## Start Page text

Further, the parts of the conventional transfer jam detecting apparatus are disposed on different units, that is, the first detecting lever 71 is attached to a frame of the transferring/fixing unit 40, while the second detecting lever 72 and the sensor 73 are attached to a frame of a distributing unit. Such a dual operational structure causes difficulty in maintaining accuracy, and unreliability in operation of the printer such as unsmooth return of the detecting lever, etc.

Further, in the conventional transfer jam detecting apparatus, the sensor 73 is disposed near the center of the fuser roll 42 which is very hot. Accordingly, a high temperature sensor is required, and the manufacturing cost increases.

Reference will now be made in detail to the present preferred embodiment of the present invention, examples of which are illustrated in the accompanying drawings, wherein like reference numerals refer to the like elements throughout. The embodiments are described below in order to explain the present invention by referring to the figures.

FIG. 9 is a view for showing the structure and operation of a transfer jam detecting apparatus for a wet type electrophotographic color printer according to a preferred embodiment of the present invention, FIG. 10 is a side view of FIG. 9, and FIGS. 11A and 11B are front views of different examples of rotational plates.

As shown, the transfer jam detecting apparatus for a wet type electrophotographic color printer according to the present invention includes a printed matter entrance sensor 100 disposed on the front sides of the transfer roll 41 and a fuser roll 42 to detect the entrance of the printed matter 60 into the transfer roll 41, a plurality of feed rolls 102 disposed by a shaft 102a to be rotated in either direction on the transfer section printed matter guide 101 disposed on the rear side of the transfer roll 41, a pressing roll assembly 110 on the upper portion of the feed roll 102, for pressing the printed matter 60 in a manner that the feed rolls 102 are passively rotated by the printed matter 60, and feed roll rotational direction sensor 120 for detecting the presence of a jam by detecting the rotation and rotational direction of the feed rolls 102.

The feed rolls 102 may either be comprised of several rolls as shown in this embodiment, or may be comprised of one roll. When the feed rolls 102 are comprised of several rolls, the rolls 102a should be disposed on one shaft 102a. Here, the number of feed rolls 102 is preferably from 3 to 5, but not strictly limited thereto.

The pressing roll assembly 110 includes a fuser section printed matter guide 111 disposed on the rear side of the fuser roll 42, a pressing roll 112 rotatably disposed on the fuser section printed matter guide 111 by a shaft 112a, and a spring 113 disposed between the pressing roll 112 and the printed matter guide 111 to elastically bias the guide roll 112 downward. Here, the pressing roll 112 may be comprised of the same number of rolls as that of the feed rolls 102, but it is not strictly limited thereto, and the pressing roll 112 may be comprised of one roll.

## End Page text
## Start Supplied entries

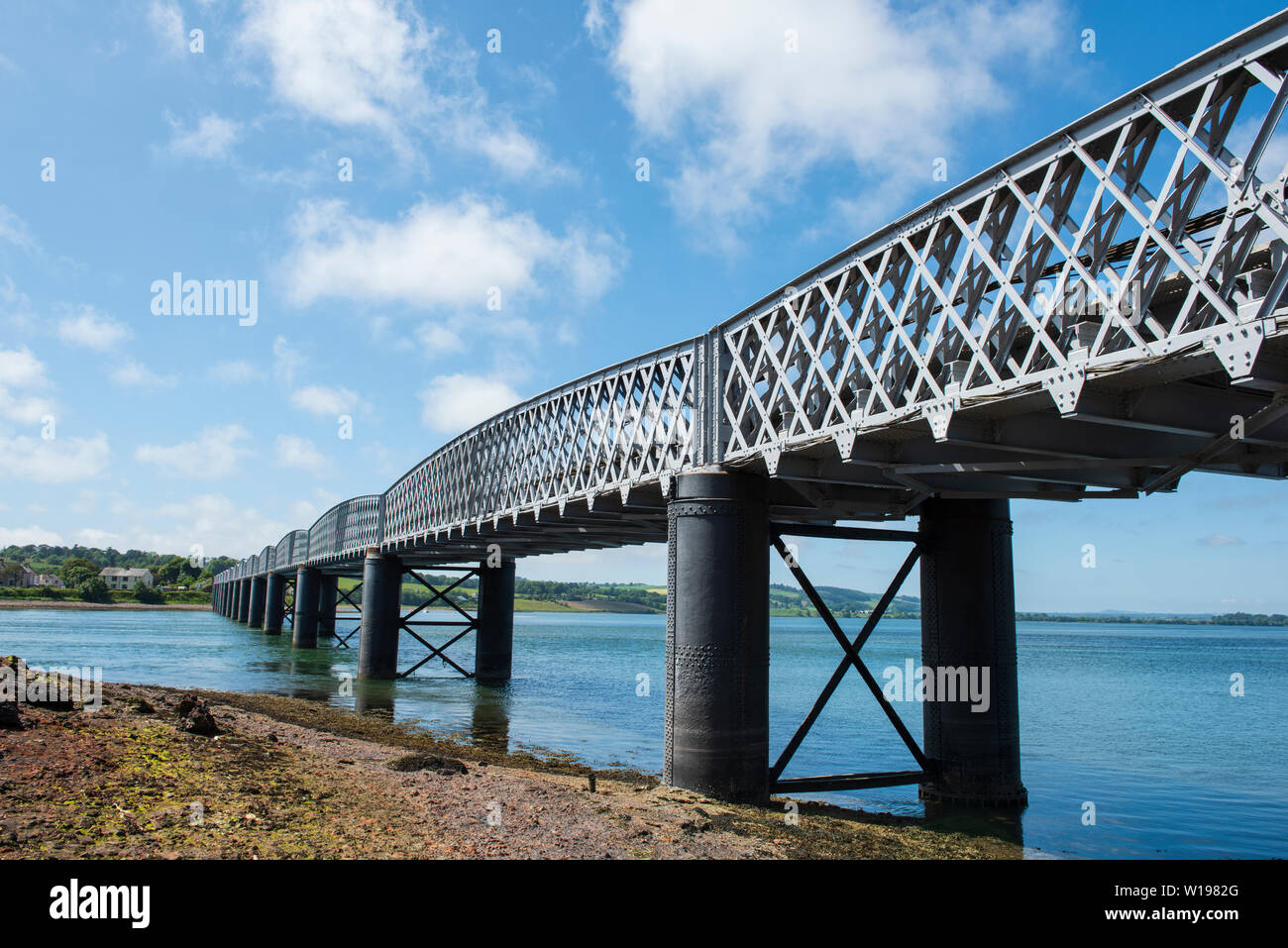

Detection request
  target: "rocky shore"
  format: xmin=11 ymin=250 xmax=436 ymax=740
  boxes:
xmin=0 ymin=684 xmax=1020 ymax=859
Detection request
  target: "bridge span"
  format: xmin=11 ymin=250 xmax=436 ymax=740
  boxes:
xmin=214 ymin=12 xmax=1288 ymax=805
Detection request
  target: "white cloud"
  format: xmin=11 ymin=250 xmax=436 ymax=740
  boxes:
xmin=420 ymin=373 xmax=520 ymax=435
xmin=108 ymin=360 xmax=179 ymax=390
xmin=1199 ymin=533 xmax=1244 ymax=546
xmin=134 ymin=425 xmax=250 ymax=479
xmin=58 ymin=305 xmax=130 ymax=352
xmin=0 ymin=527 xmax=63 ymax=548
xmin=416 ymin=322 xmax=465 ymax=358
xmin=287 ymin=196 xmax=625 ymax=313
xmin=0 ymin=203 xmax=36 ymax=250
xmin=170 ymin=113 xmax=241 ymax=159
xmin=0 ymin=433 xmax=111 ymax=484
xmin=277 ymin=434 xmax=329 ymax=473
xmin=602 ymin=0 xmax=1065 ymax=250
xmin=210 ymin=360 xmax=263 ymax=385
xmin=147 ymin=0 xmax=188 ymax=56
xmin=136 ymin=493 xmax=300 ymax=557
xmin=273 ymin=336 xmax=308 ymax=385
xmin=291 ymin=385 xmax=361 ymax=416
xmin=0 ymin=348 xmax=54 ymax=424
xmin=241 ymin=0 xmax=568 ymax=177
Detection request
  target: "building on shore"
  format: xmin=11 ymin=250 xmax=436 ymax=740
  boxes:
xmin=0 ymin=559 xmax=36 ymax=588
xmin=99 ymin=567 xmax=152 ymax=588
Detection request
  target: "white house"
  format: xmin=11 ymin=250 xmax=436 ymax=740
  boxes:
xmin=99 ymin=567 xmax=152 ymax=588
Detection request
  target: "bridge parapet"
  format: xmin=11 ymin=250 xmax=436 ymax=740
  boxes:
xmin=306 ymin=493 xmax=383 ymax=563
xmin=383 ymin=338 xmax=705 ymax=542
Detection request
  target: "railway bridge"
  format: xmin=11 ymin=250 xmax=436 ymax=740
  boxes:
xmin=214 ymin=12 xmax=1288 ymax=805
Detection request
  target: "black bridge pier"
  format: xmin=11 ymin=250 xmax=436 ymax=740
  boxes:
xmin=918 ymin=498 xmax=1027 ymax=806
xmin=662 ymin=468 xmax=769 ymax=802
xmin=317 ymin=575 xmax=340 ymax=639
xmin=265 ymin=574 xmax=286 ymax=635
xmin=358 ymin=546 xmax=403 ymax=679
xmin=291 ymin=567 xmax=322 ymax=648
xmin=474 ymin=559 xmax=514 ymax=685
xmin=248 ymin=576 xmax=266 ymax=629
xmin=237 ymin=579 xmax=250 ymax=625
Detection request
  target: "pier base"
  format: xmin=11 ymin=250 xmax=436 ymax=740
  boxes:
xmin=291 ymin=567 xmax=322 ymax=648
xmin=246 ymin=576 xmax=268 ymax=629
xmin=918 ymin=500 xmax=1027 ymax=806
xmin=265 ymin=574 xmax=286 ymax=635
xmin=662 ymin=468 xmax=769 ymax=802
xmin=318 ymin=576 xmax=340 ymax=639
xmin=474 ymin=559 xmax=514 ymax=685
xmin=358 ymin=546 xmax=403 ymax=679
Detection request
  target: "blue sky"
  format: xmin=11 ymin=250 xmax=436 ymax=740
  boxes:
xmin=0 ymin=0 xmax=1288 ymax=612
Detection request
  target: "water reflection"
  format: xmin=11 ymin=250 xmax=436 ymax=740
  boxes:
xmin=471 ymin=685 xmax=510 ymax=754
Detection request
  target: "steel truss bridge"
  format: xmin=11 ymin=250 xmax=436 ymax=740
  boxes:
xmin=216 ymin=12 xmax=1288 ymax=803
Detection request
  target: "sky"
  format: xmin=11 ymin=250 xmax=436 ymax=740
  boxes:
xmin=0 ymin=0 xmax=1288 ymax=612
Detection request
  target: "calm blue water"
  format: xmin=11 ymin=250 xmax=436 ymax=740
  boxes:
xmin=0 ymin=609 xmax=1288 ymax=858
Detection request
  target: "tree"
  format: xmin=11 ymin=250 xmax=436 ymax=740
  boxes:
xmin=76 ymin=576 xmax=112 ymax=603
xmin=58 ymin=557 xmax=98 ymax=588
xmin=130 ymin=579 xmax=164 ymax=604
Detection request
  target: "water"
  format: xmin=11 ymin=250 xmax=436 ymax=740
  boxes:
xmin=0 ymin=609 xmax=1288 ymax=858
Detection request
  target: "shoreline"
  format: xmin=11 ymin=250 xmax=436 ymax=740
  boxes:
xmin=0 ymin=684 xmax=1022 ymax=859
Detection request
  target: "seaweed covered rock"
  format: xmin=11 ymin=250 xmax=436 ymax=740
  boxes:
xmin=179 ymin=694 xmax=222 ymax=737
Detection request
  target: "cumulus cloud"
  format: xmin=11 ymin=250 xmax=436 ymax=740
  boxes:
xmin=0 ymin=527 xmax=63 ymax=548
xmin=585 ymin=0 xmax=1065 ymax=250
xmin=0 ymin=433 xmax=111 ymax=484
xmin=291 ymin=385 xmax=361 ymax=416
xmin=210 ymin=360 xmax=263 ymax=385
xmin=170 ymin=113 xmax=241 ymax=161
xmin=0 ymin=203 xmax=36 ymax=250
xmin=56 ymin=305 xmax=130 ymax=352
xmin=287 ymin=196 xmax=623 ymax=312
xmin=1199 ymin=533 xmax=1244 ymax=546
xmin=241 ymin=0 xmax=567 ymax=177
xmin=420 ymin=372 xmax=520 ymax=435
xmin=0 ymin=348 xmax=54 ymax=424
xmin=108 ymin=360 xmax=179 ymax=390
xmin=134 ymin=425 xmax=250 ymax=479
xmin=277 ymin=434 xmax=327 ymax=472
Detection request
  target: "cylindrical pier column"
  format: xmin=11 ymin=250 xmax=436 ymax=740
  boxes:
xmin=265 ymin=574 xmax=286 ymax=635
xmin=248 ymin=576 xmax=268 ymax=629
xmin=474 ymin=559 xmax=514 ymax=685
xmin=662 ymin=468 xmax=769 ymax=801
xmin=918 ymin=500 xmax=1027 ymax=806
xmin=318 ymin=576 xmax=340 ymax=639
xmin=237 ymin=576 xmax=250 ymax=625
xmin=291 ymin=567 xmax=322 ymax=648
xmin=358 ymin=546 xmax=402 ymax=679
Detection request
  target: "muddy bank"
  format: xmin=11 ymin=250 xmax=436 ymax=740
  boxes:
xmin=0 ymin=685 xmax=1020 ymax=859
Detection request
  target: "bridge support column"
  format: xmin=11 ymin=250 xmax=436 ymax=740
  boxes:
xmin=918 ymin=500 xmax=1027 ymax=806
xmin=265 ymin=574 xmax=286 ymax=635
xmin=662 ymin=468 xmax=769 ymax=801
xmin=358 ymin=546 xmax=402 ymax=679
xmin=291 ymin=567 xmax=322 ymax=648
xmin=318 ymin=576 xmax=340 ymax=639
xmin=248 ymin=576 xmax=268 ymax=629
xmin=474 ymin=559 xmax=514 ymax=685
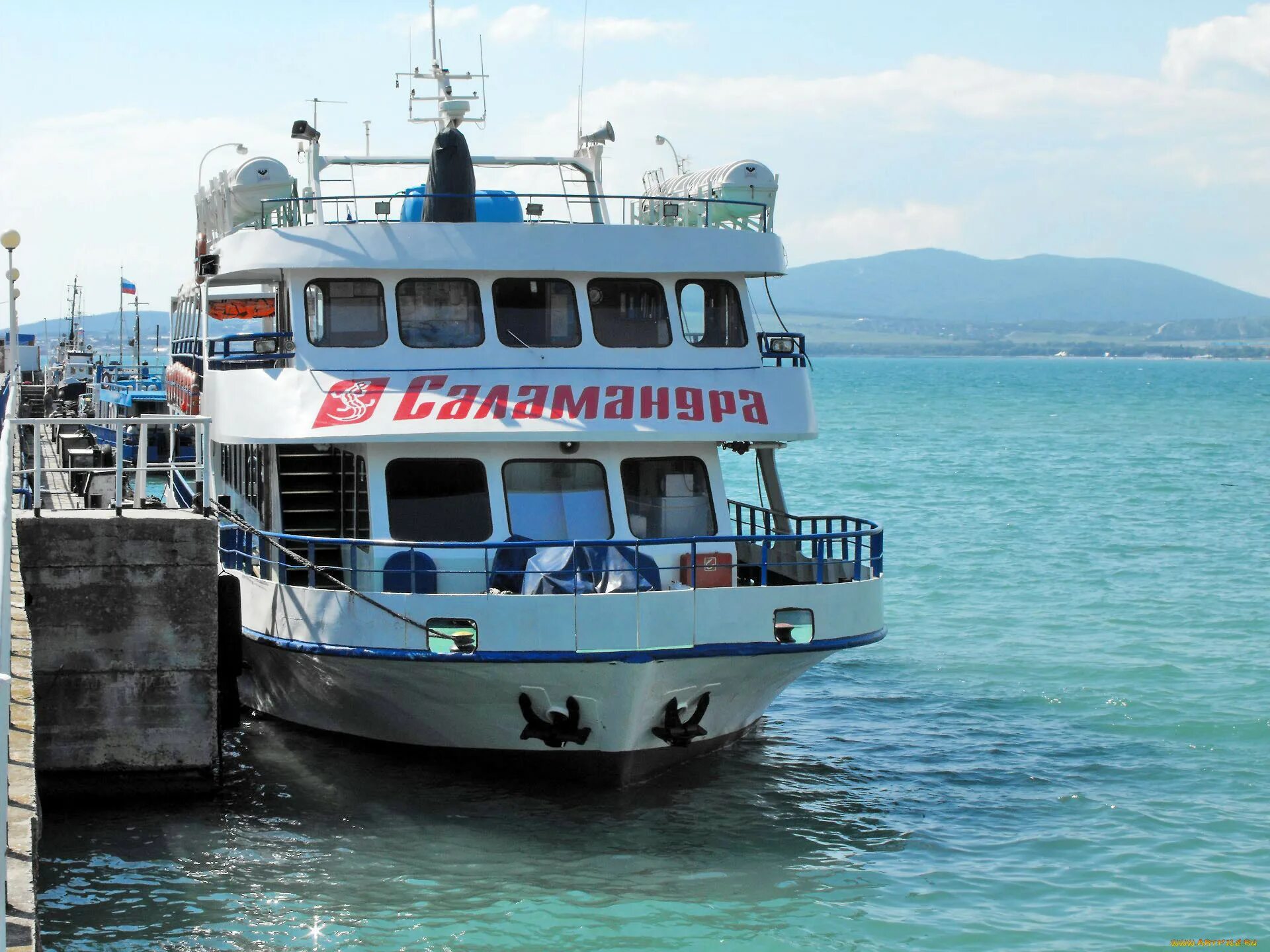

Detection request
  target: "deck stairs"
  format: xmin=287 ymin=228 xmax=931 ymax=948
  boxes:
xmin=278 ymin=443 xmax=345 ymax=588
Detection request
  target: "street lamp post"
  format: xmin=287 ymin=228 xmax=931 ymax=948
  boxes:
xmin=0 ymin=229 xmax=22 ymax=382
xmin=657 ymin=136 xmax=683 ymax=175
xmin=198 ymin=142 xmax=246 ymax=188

## End Supplied entries

• [Directive] Can you transcribe the transfer jam detector text between "The feed rolls 102 may" and "112 may be comprised of one roll.", inclusive? The listing was taken from a separate source.

• [Exercise solution]
The feed rolls 102 may either be comprised of several rolls as shown in this embodiment, or may be comprised of one roll. When the feed rolls 102 are comprised of several rolls, the rolls 102a should be disposed on one shaft 102a. Here, the number of feed rolls 102 is preferably from 3 to 5, but not strictly limited thereto.

The pressing roll assembly 110 includes a fuser section printed matter guide 111 disposed on the rear side of the fuser roll 42, a pressing roll 112 rotatably disposed on the fuser section printed matter guide 111 by a shaft 112a, and a spring 113 disposed between the pressing roll 112 and the printed matter guide 111 to elastically bias the guide roll 112 downward. Here, the pressing roll 112 may be comprised of the same number of rolls as that of the feed rolls 102, but it is not strictly limited thereto, and the pressing roll 112 may be comprised of one roll.